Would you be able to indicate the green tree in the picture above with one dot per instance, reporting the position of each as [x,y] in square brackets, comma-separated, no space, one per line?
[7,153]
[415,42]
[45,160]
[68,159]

--*--

▶ [TASK BRIEF] Every entry, written out exactly, is what the response should contain.

▶ [ANSWER TO THIS PROBLEM]
Would you be able to indicate the green tree in the picture above with one dot per instance, reporting the position of each as [x,y] in square brackets, comma-separated, no space, one per line?
[7,153]
[415,42]
[45,160]
[68,159]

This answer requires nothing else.